> Passage shown:
•••

The issue occurs when you try to register more than one sub-event type for a given run. The second sub-event type will be appropriately registered to the master sub-event run manager, but no workers will ever be created to handle its sub-event type. This is because the worker sub-event run managers are created by G4UserSubEvtThreadInitialization, which doesn’t pass any arguments to the G4WorkerSubEvtRunManager constructor in CreateWorkerRunManager, and so all of the workers are created with sub-event type 0 (corresponding to track classification 100, or fSubEvent_0), the default in the G4WorkerSubEvtRunManager ctor. So if you set a particle’s (or track status’s) default classification to the second sub-event type you registered, the run will crash as soon as that particle/track status is encountered in the simulation.
It seems like there needs to be a way to pass sub-event type information to G4UserSubEvtThreadInitialization so that worker threads can be assigned to those types. The most generic method would be to just split workers evenly among sub-event types, which could be achieved by just passing the sub-event type map (or even just its size).
Have others encountered this bug?
Following up here: implementing the suggested change only had a limited impact. There appears to be some sort of disconnect between the master sub-event run manager and its workers: registration of default classifications for specific particle types appears to only affect the master run manager – the sub-event type map doesn’t appear to be passed down to the worker run managers. This results in an Event0051 exception on the first worker thread to encounter a particle with a sub-event default classification (e.g., fSubEvent_0) since those classifications have only been registered with the master run manager. Adding these registrations to the worker threads as well resolves the exception, but strangely the registrations don’t seem to have “taken”: particle types registered to fSubEvent_0, for example, will still come out ofG4StackManager::PushOneTrack with fUrgent classification.

•••

> To be done:
(1) In the sub-event thread, what sub-event type are all of the workers created with?
(2) Translate this sentence from the sub-event thread into Spanish: "It seems like there needs to be a way to pass sub-event type information to G4UserSubEvtThreadInitialization so that worker threads can be assigned to those types."

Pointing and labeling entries
•••

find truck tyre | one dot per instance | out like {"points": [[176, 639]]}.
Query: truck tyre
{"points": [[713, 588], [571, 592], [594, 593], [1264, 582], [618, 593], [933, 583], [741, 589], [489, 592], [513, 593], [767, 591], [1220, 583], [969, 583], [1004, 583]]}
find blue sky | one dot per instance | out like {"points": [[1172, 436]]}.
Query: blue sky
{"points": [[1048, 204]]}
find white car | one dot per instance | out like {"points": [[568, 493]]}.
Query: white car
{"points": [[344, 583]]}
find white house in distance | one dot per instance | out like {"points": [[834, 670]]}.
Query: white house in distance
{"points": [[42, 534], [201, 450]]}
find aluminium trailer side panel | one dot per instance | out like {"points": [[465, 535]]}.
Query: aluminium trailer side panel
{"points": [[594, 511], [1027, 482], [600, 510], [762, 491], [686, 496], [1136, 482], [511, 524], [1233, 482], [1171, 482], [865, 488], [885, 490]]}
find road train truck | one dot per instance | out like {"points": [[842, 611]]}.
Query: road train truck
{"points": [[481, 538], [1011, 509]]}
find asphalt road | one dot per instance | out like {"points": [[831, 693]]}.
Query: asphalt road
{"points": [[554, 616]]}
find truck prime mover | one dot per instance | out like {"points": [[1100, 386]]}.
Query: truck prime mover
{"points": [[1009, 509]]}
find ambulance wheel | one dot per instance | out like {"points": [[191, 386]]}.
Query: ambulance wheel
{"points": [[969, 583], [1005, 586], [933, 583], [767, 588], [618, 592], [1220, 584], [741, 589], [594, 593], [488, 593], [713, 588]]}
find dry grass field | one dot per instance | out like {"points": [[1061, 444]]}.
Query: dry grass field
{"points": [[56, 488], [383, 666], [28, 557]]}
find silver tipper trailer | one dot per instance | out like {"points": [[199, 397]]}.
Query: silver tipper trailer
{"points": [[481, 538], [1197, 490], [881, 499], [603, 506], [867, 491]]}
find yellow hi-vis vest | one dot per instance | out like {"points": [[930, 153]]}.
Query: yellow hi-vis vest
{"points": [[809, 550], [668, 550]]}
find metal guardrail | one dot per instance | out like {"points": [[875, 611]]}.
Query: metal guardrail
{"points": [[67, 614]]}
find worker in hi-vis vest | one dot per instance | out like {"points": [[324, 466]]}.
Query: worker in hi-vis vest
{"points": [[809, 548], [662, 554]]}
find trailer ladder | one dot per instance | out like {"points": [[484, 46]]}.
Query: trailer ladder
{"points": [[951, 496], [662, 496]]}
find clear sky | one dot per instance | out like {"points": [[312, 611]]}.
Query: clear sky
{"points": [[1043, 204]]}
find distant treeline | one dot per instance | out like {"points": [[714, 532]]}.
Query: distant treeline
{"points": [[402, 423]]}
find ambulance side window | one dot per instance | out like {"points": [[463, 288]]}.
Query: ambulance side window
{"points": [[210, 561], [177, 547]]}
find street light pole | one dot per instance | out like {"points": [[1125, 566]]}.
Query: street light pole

•••

> Written responses:
(1) Sub-event type 0, which corresponds to track classification 100, or fSubEvent_0.

(2) Parece que hace falta una forma de pasar información sobre el tipo de subevento a G4UserSubEvtThreadInitialization para que los hilos de trabajo puedan asignarse a esos tipos.